## Written problem 1
Reproduce verbatim the stretch of the sewer district opinion from "Northeast Ohio Regional Sewer Dist." through "dissent in part.".
## Written problem 2
Answer the following questions using the sewer district opinion:
(a) Which statutory provision does the opinion describe as unambiguous?
(b) Under R.C. 6119.19, what kind of system may the board of trustees of a regional water and sewer district provide?
(c) What purpose does the charter state for the Sewer District?

## Provided text

===============

Northeast Ohio Regional Sewer Dist. v. Bath Twp. (Slip Opinion)

French, J.,

concurring in part and dissenting in part.

{¶ 23} I agree with the majority that appellant, the Northeast Ohio Regional Sewer District (the “Sewer District”), has authority under both R.C. Chapter 6119 and its charter to implement a regional stormwater-management program, but I respectfully disagree with the majority’s conclusion that the Sewer District has statutory authority to finance that program by presently assessing the stormwater fees that are set out in Title V of its Code of Regulations, which implements the stormwater-management program. Accordingly, I concur in part and dissent in part.

{¶ 24} Both the majority opinion and Justice Kennedy’s dissent recognize that the Sewer District’s statutory authority over stormwater hinges, in part, upon the meaning of the term “waste water” in R.C. 6119.01(B) and, specifically, upon whether that term includes uncontaminated stormwater. I agree with the majority opinion that R.C. 6119.011(K) is unambiguous. It defines “waste water” as encompassing two types of water: (1) “any storm water” and (2) “any water containing sewage or industrial waste or other pollutants or contaminants derived from the prior use of the water.”1 Under R.C. 6119.01(B), the Sewer District has authority to collect, treat, and dispose of stormwater, whether or not it contains sewage, industrial waste or other pollutants.

{¶ 25} Other provisions in R.C. Chapter 6119 reinforce the Sewer District’s statutory authority over stormwater. A regional water and sewer district’s broad *393authority includes the authority to acquire, construct, improve, maintain, repair, and operate water-resource projects, including waste-water facilities and water-management facilities. R.C. 6119.011(G) and (S); R.C. 6119.06(G). Both “waste water facilities” and “water management facilities” encompass facilities dealing with stormwater. R.C. 6119.011(L) and (M). Additionally, R.C. 6119.19 states that “the board of trustees of a regional water and sewer district may provide a system of sanitary and/or storm water sewerage, herein referred to only as sewerage, for any part of the area included within the district.” (Emphasis added.) Based upon these provisions and the statutory definition of “waste water,” which encompasses stormwater, I agree with the majority’s conclusion that the Sewer District has the authority to manage stormwater.

{¶26} I likewise agree with the majority that the Sewer District’s charter authorizes it to implement a regional stormwater-management program. The charter tracks the language of R.C. 6119.01(B) and states the Sewer District’s purpose as “the establishment of a total wastewater control system for the collection, treatment and disposal of wastewater within and without the District.” In re Establishment of Cleveland Regional Sewer Dist., Cuyahoga C.P. No. SD 69411 (May 25, 1979), Exhibit A, ¶4. In light of the inclusion of stormwater within the preexisting statutory definition of “waste water,” the charter authorizes the Sewer District to establish a stormwater-management system, consistent with R.C. Chapter 6119.

===============

## Dataset content
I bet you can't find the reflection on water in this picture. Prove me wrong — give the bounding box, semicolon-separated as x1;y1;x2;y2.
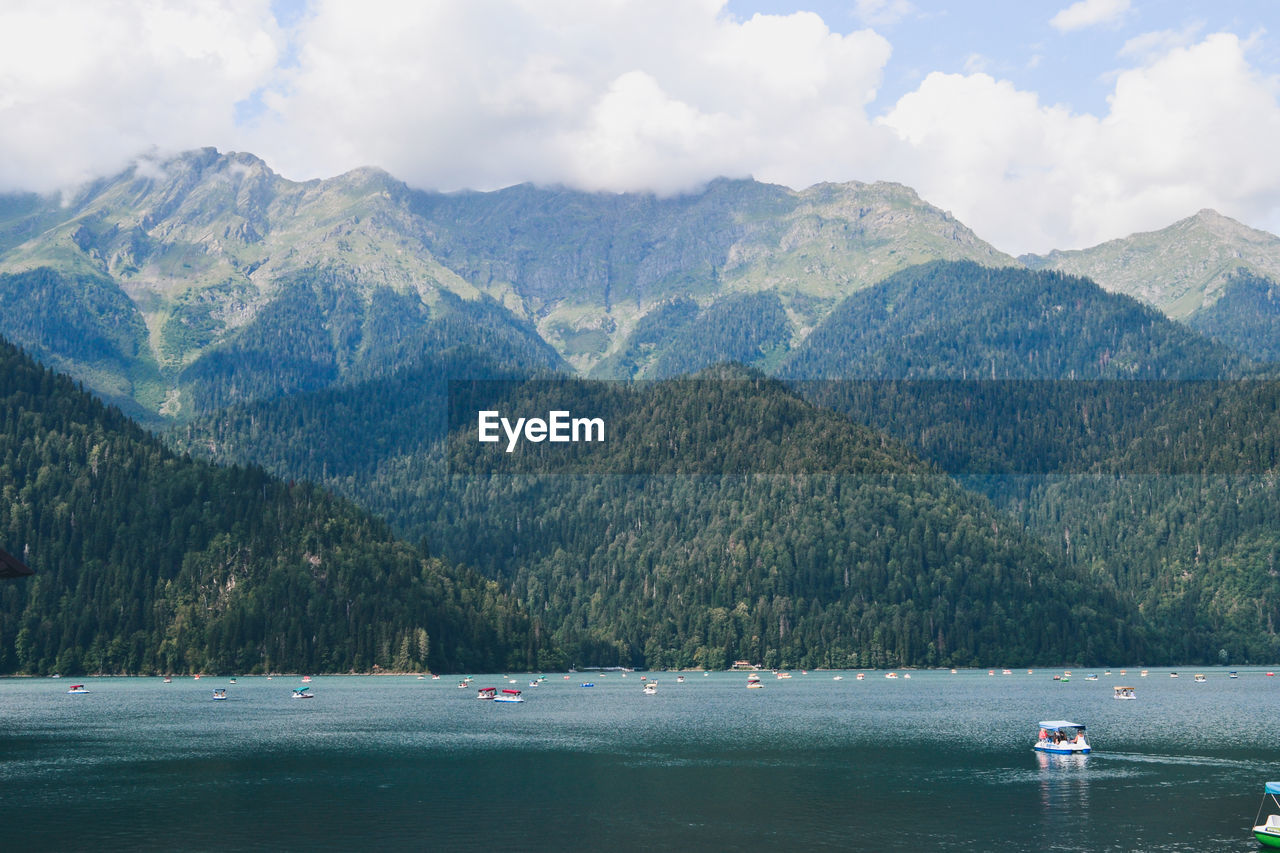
0;672;1280;852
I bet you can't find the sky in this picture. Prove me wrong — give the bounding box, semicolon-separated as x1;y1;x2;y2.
0;0;1280;255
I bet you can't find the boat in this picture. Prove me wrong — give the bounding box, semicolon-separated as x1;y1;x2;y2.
1032;720;1089;756
1253;783;1280;848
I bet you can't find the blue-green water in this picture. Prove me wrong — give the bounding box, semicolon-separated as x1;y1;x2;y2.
0;670;1280;852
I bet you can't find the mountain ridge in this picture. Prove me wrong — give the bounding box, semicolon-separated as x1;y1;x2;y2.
1019;207;1280;320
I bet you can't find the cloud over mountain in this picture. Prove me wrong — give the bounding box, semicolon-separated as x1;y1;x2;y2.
0;0;1280;252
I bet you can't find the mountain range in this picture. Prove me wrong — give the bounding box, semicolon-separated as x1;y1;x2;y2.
0;149;1280;671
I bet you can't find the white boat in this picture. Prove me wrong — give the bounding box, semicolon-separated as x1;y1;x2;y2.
1032;720;1089;756
1253;783;1280;847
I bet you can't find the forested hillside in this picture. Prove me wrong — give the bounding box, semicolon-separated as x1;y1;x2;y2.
1187;272;1280;361
0;333;539;674
781;261;1247;379
177;361;1143;667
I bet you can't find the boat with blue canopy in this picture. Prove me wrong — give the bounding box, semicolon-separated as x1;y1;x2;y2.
1033;720;1089;756
1253;783;1280;848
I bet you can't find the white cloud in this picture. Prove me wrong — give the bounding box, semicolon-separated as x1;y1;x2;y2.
882;33;1280;251
0;0;279;190
253;0;890;192
1120;23;1203;60
854;0;916;27
0;0;1280;252
1048;0;1129;32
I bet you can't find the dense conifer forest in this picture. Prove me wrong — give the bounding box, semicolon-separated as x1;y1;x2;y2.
0;335;539;674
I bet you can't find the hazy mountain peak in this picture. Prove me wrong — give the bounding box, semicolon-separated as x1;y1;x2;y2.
1021;207;1280;319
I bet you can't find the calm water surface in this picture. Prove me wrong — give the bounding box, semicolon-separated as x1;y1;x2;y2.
0;670;1280;852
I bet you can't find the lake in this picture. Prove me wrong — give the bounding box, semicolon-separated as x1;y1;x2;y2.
0;669;1280;852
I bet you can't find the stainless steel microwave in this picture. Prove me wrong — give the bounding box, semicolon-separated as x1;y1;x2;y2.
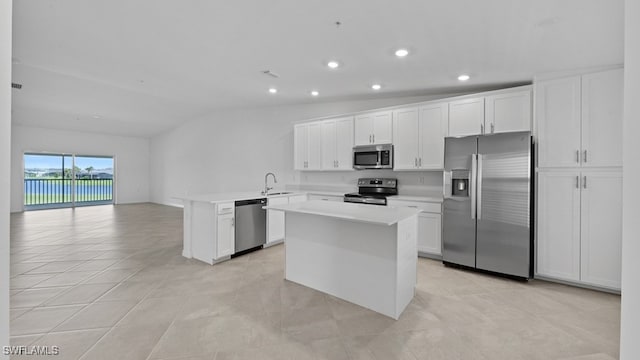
353;144;393;170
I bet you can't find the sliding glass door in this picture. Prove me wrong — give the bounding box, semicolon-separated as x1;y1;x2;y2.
24;153;114;210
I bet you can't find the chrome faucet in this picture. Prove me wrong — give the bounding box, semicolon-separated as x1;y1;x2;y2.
262;173;278;195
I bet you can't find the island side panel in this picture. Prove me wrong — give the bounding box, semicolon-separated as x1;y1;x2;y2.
396;215;418;317
182;200;193;259
285;212;400;319
191;201;216;265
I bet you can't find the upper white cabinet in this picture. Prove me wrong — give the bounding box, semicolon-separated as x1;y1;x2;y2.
293;122;322;170
393;107;420;170
484;90;531;134
393;103;448;170
582;69;624;167
535;69;623;168
418;103;449;170
449;86;531;136
321;117;353;170
354;111;393;145
449;97;484;136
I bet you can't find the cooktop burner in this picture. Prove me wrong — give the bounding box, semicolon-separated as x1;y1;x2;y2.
344;178;398;205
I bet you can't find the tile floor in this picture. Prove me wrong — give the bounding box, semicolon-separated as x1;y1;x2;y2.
11;204;620;360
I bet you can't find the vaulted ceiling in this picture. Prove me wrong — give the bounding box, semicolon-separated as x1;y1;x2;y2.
13;0;624;136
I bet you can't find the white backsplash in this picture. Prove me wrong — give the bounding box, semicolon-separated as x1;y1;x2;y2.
291;170;442;196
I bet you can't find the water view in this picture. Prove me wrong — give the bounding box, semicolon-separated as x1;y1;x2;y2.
24;154;113;210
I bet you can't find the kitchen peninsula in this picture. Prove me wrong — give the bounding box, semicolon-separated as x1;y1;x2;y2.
268;200;420;319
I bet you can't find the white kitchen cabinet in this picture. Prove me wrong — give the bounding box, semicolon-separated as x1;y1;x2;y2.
484;90;531;134
354;111;393;145
308;194;344;202
535;69;623;168
216;210;235;259
418;103;449;170
449;97;485;136
289;194;307;204
582;69;624;167
393;103;448;170
387;198;442;258
418;212;442;256
537;171;580;281
537;170;622;289
267;196;289;245
393;107;421;170
293;122;322;170
580;171;622;289
535;76;581;168
265;194;307;246
321;117;353;170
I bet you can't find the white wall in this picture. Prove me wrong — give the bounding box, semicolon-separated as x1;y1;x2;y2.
11;126;149;212
620;0;640;360
151;96;456;205
0;1;12;359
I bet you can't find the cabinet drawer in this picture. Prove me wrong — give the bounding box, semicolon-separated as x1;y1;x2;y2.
218;203;236;215
387;200;442;214
309;194;343;201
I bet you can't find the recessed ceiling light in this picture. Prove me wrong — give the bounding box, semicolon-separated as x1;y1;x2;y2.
396;49;409;57
327;60;340;69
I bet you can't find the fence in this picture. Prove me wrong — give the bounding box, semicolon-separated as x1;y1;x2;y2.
24;179;113;206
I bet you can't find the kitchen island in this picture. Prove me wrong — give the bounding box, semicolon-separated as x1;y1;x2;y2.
267;201;420;319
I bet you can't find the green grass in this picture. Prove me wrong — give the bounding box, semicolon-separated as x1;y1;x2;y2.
24;179;113;205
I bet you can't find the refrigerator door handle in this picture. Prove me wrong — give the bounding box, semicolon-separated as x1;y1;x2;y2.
476;154;482;220
469;154;478;219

===============

## Expected output 1
Northeast Ohio Regional Sewer Dist. v. Bath Twp. (Slip Opinion)

French, J.,

concurring in part and dissenting in part.

{¶ 23} I agree with the majority that appellant, the Northeast Ohio Regional Sewer District (the “Sewer District”), has authority under both R.C. Chapter 6119 and its charter to implement a regional stormwater-management program, but I respectfully disagree with the majority’s conclusion that the Sewer District has statutory authority to finance that program by presently assessing the stormwater fees that are set out in Title V of its Code of Regulations, which implements the stormwater-management program. Accordingly, I concur in part and dissent in part.

## Expected output 2
(a) R.C. 6119.011(K).
(b) A system of sanitary and/or storm water sewerage for any part of the area included within the district.
(c) The establishment of a total wastewater control system for the collection, treatment and disposal of wastewater within and without the District.